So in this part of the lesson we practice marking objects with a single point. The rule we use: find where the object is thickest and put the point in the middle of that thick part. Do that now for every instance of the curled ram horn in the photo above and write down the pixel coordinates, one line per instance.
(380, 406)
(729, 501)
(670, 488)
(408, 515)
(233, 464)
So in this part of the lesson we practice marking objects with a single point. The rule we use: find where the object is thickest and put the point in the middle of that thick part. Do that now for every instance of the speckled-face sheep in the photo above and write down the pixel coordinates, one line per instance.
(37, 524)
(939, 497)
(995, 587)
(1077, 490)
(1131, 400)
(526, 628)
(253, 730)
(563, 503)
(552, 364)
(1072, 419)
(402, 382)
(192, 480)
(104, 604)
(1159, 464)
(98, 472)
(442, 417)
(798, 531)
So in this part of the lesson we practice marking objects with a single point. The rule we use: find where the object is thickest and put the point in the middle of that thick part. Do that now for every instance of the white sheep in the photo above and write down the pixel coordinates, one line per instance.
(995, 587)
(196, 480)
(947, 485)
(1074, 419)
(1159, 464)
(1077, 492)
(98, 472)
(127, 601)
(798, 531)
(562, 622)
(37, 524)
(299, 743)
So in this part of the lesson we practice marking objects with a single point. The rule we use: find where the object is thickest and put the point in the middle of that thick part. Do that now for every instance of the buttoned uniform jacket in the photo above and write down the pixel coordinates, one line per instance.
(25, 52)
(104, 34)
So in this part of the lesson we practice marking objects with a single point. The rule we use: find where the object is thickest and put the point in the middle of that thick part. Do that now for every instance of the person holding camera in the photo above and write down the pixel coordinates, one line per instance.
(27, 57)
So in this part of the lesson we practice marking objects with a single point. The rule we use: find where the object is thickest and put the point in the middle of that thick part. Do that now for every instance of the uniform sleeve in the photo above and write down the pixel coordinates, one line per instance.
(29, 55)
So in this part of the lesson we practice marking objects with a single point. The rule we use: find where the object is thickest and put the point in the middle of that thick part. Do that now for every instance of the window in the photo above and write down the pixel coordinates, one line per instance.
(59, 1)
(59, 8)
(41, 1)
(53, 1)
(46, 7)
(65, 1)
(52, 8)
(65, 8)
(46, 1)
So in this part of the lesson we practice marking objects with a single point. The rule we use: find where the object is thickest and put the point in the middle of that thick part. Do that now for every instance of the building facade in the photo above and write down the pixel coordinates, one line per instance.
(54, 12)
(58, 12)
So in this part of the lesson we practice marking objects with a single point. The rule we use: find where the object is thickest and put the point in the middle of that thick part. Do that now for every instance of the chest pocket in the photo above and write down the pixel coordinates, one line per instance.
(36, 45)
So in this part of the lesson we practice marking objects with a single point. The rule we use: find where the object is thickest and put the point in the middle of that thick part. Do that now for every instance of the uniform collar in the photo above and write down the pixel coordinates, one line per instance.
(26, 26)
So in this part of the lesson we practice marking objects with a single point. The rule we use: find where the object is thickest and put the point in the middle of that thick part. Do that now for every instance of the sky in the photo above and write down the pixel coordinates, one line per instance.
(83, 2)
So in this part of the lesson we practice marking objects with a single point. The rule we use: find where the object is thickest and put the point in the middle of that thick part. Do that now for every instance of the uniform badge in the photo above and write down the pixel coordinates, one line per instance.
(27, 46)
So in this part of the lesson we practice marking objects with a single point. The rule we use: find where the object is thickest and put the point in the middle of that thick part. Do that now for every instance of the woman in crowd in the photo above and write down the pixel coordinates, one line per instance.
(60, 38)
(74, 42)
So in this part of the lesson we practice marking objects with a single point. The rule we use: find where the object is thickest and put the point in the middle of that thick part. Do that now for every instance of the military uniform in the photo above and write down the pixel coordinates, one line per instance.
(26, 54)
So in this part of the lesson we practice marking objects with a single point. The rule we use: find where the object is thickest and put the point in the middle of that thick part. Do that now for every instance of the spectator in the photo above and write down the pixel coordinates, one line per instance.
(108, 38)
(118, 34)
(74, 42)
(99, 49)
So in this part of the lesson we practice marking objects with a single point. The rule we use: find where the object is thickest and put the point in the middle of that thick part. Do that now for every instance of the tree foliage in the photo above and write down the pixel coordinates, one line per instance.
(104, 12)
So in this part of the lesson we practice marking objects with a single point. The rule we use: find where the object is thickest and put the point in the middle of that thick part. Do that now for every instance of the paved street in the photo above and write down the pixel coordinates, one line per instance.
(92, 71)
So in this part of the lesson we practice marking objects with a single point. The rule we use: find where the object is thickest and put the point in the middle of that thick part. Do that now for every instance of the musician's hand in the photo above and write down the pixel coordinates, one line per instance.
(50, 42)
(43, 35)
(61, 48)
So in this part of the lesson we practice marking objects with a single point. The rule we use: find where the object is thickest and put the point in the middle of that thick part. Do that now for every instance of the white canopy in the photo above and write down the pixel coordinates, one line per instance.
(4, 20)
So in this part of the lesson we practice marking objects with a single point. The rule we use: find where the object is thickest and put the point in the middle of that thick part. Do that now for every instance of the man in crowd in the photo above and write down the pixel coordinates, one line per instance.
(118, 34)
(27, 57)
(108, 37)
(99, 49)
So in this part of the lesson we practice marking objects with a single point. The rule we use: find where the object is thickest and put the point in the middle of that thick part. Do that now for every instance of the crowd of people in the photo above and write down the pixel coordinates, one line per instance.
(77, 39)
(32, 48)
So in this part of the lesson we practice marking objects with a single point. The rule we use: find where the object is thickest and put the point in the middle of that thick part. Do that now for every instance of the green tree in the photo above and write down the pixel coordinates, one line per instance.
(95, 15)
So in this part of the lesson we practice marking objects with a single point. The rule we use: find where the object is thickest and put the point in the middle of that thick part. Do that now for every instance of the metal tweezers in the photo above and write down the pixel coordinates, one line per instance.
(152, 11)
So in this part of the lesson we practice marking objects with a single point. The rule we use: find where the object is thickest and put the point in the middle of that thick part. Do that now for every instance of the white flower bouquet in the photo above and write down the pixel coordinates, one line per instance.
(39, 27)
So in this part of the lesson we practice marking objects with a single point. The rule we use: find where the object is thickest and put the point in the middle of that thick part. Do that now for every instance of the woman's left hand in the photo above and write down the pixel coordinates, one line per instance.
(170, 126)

....

TASK DETAILS -
Convert the records above into a two-column CSV with the headers instruction and points, one row per record. Put each record's text and its answer in its own quoted field, with line breaks replaced by spaces.

COMPLETE ANSWER -
instruction,points
"So in this part of the lesson we practice marking objects with a single point. The rule we use: find where the object is thickest and put the point in the middle of that thick part. Do that now for every instance of the curled ram horn in the photo above and write down the pixel coordinates, one line per instance.","(380, 406) (729, 501) (670, 488) (408, 515) (233, 464)"
"So in this part of the lesson we practice marking objects with a single point. The rule we use: find where the object is thickest and put the point in the middle of that thick part. Do that now for every instance of the speckled-face sheep in the photo above and write down the pixel coordinates, one line per instance.","(37, 524) (939, 497) (995, 587) (1077, 490) (1131, 400) (526, 628) (253, 730) (563, 503) (552, 364) (1072, 419) (402, 382) (192, 480) (104, 604) (1159, 464) (98, 472) (442, 417) (798, 531)"
"So in this part of the lesson we practice marking objects with a single point. The rule we use: find where the object is thickest and put the point in the middle of that thick part. Do that now for every instance of the white sheep in the photo above and write down the pixel coordinates, one line per instance.","(995, 587) (196, 480) (947, 485) (1074, 419) (1159, 464) (1077, 492) (98, 472) (127, 601) (798, 531) (562, 622) (37, 524) (299, 743)"
"So in this part of the lesson we practice marking objects with a single point. The rule we use: find where the object is thickest and put the point in the middle of that thick part. Do that now for every instance of the buttoned uniform jacket in the photo above and write down the pixel coordinates, one line per instance.","(25, 52) (104, 34)"
"So in this part of the lesson we practice marking objects with a single point. The rule we use: find where the object is thickest and put the point in the middle of that thick part. Do that now for every instance of the person holding camera in the photo above and write down the pixel coordinates, one line per instance.","(27, 57)"
"So in this part of the lesson we practice marking objects with a single point. The rule we use: find where the object is thickest and put the point in the middle of that thick part. Do that now for every instance of the uniform sleeve in the photo above and write down the pixel coordinates, one line per instance.","(29, 55)"
"So in this part of the lesson we practice marking objects with a single point. The rule we use: find where the object is thickest and put the point in the middle of that thick part. Do that now for every instance of the window in the photo above and write down the pixel coordinates, one line per instance.","(59, 1) (59, 8) (41, 1) (53, 1) (46, 7) (65, 1) (52, 8) (65, 8) (46, 1)"
"So in this part of the lesson we practice marking objects with a single point. The rule we use: find where the object is thickest and put the point in the middle of that thick part. Do that now for every instance of the building facade in the photo above and write down the pixel coordinates, one line per instance.","(54, 12) (58, 12)"
"So in this part of the lesson we practice marking objects with a single point. The rule we use: find where the object is thickest and put the point in the middle of that thick part. Do that now for every instance of the chest pocket in the photo above and write down the pixel coordinates, one line per instance.","(36, 45)"
"So in this part of the lesson we practice marking objects with a single point. The rule we use: find where the object is thickest and put the point in the middle of that thick part. Do that now for every instance of the uniform collar in the photo above and write down the pixel coordinates, one line per instance.","(26, 26)"
"So in this part of the lesson we practice marking objects with a single point. The rule we use: find where the object is thickest and put the point in the middle of that thick part. Do that now for every instance of the sky in the photo above and write down the pixel coordinates, one line per instance.","(83, 2)"
"So in this part of the lesson we practice marking objects with a single point. The rule we use: find where the object is thickest and put the point in the middle of that thick part. Do that now for every instance of the uniform badge in the photo above and write down the pixel coordinates, one line per instance.","(27, 46)"
"So in this part of the lesson we practice marking objects with a single point. The rule we use: find where the object is thickest and put the point in the middle of that thick part. Do that now for every instance of the woman in crowd in the photo above and write down the pixel coordinates, one line per instance.","(60, 38) (74, 42)"
"So in this part of the lesson we practice marking objects with a single point. The rule we use: find where the object is thickest and put the point in the middle of that thick part. Do that now for every instance of the military uniform in the photo above and write down the pixel coordinates, one line per instance.","(26, 54)"
"So in this part of the lesson we practice marking objects with a single point. The rule we use: find where the object is thickest and put the point in the middle of that thick part. Do that now for every instance of the spectator in the photo above and write down the pixel coordinates, one line per instance.","(108, 38) (118, 34) (74, 42) (99, 49)"
"So in this part of the lesson we practice marking objects with a single point. The rule we use: find where the object is thickest and put the point in the middle of that thick part. Do that now for every instance of the tree foliage in the photo above and write down the pixel coordinates, one line per instance.","(104, 12)"
"So in this part of the lesson we practice marking objects with a single point. The rule we use: find where the object is thickest and put the point in the middle of that thick part. Do that now for every instance of the paved street in the photo above and write down the pixel coordinates, one line per instance.","(92, 71)"
"So in this part of the lesson we practice marking objects with a single point. The rule we use: find where the object is thickest and put the point in the middle of that thick part. Do that now for every instance of the musician's hand in the photo above and write down the pixel coordinates, one line per instance.","(50, 42) (43, 35) (61, 48)"
"So in this part of the lesson we practice marking objects with a single point. The rule we use: find where the object is thickest and put the point in the middle of that thick part. Do that now for every instance of the white canopy in the photo above and write down the pixel coordinates, one line per instance.","(4, 20)"
"So in this part of the lesson we practice marking objects with a single point. The rule we use: find where the object is thickest and put the point in the middle of that thick part. Do that now for every instance of the man in crowd in the photo above and write down the pixel coordinates, one line per instance.","(118, 34) (27, 57) (108, 37) (99, 49)"
"So in this part of the lesson we practice marking objects with a single point. The rule we use: find where the object is thickest and put the point in the middle of that thick part. Do that now for every instance of the crowd of people in the photo above and write down the pixel coordinates, one line per instance.","(77, 39) (32, 48)"
"So in this part of the lesson we practice marking objects with a single point. The rule we use: find where the object is thickest and put the point in the middle of that thick part. Do that now for every instance of the green tree in the photo above and write down the pixel coordinates, one line per instance.","(95, 15)"
"So in this part of the lesson we practice marking objects with a single point. The rule we use: find where the object is thickest and put the point in the middle of that thick part. Do that now for every instance of the metal tweezers in the photo above and write down the pixel coordinates, one line per instance.","(152, 11)"
"So in this part of the lesson we practice marking objects with a single point. The rule we use: find where the object is thickest and put the point in the middle of that thick part. Do that now for every instance of the white flower bouquet in the photo above and write down the pixel coordinates, one line per instance.","(39, 27)"
"So in this part of the lesson we practice marking objects with a single point. The rule we use: find where the object is thickest and put the point in the middle of that thick part. Do that now for every instance of the woman's left hand in the photo above and write down the pixel coordinates, one line per instance.","(170, 126)"